PASSAGE>
[Start of section]

And from the company perspective, a recent U.S. Securities and Exchange Commission (SEC) report shows that companies that IPO see 25% reduction in credit spreads, lower borrowing costs, and a bigger pool of lenders.
Reforms coming to help make IPOs great again
Fortunately, there are ways to address this problem.
Nasdaq’s has a number of proposals to make being public less expensive, including scaling disclosure requirements to the size of the company and simplifying quarterly reporting – or even offering semiannual reporting. Some of these suggestions overlap with the Trump administration’s “Make IPOs Great Again” plan.
These changes would make it easier for more companies to IPO and sooner. That, in turn, should help the U.S. maintain its place as the most dynamic economy in the world, with the most dynamic equity (and IPO) markets in the world.
IPO Pulses indicate continued upturns in IPO activity into midyear
Still, by any other measure, 2025 turned out to be a great year for IPOs – in the U.S. and Stockholm.
And that aligns with our expectation at the start of 2025, when we called for an “IPO revival” based on our Nasdaq IPO Pulses.
Interestingly, the outlook is similar for 2026.
Nasdaq U.S. IPO Pulse
Alongside the market selloff in early 2025, following the Liberation Day tariffs, the Nasdaq IPO Pulse fell, hitting a 1½-year low. Since then, it’s entered a renewed upturn, rising in December to nearly match October’s one-year high.
In line with the IPO Pulse, there was a dip in IPO activity in Q2, before rebounding in Q3.
Although Q4 looks weak, that’s mostly due to the government shutdown, which lasted nearly half of the quarter. The shutdown depressed IPO activity because the SEC needs to review and approve IPO filings. While the SEC created a path for companies to go public during the shutdown, it still slowed this process, while the shutdown itself added to economic uncertainty, which may have led some companies to delay going public.
So, with the Nasdaq IPO Pulse near October’s one-year high, U.S. IPO activity is likely to remain in an upturn into the midyear (at least), given the IPO Pulse’s median forecast window is about five months. That means it could be an opportune time for some big names to IPO!
Chart 3: Nasdaq IPO Pulse near a one-year high, signaling continued upturn in IPO activity
Nasdaq Stockholm IPO Pulse
The situation is similar in Stockholm. In 2025, it raised the most capital of any venue in Europe ($7.2 billion) across 20 new listings.
Like in the U.S., the trade war triggered a selloff in Europe in early 2025, contributing to a fall in the Nasdaq Stockholm IPO Pulse. But it has rebounded since then, rising to a 10-month high in December.

[End of section]

EXTRACTED INFORMATION>
[Start of section]

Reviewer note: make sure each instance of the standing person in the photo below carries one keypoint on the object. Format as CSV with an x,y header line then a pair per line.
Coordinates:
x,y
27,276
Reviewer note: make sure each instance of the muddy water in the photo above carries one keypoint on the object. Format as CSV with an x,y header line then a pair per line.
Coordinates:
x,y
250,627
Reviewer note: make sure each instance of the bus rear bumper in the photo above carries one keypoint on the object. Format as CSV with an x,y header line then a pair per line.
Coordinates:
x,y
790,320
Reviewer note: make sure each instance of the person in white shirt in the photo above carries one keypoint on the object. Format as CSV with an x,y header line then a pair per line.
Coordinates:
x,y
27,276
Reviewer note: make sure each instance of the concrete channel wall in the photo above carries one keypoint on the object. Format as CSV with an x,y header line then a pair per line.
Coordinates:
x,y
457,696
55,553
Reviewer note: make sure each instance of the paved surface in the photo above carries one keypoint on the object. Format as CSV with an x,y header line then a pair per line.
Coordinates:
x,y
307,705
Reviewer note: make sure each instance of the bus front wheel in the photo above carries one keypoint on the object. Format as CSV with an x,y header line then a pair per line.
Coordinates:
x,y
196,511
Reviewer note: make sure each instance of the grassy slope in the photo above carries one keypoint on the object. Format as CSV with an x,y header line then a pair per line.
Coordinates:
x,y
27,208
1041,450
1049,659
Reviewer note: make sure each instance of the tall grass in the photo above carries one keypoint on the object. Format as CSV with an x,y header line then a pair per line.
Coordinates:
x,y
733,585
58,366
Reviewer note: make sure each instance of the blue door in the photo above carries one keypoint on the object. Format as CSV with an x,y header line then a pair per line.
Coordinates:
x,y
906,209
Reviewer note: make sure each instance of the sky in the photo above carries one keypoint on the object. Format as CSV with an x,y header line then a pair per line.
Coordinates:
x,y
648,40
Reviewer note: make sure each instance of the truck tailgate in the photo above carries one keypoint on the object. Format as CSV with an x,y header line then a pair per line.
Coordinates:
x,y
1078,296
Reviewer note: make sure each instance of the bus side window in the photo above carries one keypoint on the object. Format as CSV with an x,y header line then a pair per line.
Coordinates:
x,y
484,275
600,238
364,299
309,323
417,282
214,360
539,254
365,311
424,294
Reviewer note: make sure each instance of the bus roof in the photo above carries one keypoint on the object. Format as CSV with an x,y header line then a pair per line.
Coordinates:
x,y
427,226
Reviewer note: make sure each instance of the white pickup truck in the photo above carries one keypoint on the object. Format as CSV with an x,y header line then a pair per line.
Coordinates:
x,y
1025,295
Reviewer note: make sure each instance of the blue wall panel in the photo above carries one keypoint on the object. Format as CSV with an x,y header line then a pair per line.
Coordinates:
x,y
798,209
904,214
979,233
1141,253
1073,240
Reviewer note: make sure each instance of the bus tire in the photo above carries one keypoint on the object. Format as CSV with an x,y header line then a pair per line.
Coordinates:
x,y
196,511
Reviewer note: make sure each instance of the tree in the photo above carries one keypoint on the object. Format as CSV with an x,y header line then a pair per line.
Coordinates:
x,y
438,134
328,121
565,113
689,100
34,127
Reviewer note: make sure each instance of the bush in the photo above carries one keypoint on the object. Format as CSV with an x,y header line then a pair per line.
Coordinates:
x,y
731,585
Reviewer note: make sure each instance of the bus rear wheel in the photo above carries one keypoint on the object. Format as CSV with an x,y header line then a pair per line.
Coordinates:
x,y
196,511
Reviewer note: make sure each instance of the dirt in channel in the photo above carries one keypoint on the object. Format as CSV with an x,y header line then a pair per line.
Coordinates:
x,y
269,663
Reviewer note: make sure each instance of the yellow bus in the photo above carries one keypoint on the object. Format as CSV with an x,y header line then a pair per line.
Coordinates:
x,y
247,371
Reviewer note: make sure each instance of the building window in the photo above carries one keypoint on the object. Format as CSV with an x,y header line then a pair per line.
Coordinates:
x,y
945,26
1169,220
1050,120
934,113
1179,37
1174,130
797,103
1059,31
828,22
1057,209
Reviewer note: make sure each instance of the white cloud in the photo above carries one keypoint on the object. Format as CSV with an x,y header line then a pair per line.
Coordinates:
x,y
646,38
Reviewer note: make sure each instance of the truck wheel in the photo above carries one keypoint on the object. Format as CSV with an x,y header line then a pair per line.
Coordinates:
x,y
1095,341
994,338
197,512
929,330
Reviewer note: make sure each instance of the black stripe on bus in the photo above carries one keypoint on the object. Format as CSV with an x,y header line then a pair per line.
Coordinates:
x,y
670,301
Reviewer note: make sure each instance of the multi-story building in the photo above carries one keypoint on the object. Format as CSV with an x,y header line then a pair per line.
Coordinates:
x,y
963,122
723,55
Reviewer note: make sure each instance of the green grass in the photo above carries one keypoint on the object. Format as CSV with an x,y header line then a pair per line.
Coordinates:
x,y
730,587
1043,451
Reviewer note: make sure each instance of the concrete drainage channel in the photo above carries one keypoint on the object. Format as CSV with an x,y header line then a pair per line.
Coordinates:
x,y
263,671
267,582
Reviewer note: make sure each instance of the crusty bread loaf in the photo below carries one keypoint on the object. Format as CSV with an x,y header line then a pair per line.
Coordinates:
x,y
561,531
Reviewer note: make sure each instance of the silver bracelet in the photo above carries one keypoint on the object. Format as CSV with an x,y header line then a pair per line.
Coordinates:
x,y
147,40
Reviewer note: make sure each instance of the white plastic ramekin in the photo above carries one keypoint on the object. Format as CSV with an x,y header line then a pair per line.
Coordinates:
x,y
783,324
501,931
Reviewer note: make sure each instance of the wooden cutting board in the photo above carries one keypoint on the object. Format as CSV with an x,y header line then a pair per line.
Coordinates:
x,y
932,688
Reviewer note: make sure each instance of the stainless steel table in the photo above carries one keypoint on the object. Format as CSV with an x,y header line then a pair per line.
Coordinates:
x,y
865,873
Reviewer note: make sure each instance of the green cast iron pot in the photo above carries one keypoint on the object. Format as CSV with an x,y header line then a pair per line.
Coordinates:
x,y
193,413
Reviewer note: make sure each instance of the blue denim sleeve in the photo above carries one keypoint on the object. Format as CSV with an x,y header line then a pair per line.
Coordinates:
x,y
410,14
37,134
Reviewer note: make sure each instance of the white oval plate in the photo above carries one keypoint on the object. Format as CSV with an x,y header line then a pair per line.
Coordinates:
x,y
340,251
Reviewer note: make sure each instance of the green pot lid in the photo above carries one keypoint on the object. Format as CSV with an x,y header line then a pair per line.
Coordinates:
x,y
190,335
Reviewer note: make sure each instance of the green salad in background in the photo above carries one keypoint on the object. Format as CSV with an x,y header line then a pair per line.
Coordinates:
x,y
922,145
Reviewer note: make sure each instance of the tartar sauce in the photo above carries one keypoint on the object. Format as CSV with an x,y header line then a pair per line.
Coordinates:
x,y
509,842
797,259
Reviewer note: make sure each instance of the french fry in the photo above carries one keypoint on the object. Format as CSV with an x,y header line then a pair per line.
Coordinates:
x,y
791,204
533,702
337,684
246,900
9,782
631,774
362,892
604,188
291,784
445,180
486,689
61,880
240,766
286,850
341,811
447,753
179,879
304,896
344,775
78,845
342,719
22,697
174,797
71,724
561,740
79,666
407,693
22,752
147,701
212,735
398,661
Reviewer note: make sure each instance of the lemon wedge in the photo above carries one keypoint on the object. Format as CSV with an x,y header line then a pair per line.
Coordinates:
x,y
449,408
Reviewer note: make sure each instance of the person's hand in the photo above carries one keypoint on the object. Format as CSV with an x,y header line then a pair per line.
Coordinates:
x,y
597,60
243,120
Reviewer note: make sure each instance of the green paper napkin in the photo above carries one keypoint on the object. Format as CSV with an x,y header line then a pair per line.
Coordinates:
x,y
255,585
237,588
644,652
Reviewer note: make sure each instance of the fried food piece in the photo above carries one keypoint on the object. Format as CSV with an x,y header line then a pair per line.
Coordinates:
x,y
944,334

[End of section]

DESCRIPTION OF THE TASK>
Copy the part of the IPO passage that begins with the words containing "Nasdaq U.S. IPO" and ends with "rebounding in Q3.". The records have no role in this work.

WRITTEN ANSWER>
Nasdaq U.S. IPO Pulse
Alongside the market selloff in early 2025, following the Liberation Day tariffs, the Nasdaq IPO Pulse fell, hitting a 1½-year low. Since then, it’s entered a renewed upturn, rising in December to nearly match October’s one-year high.
In line with the IPO Pulse, there was a dip in IPO activity in Q2, before rebounding in Q3.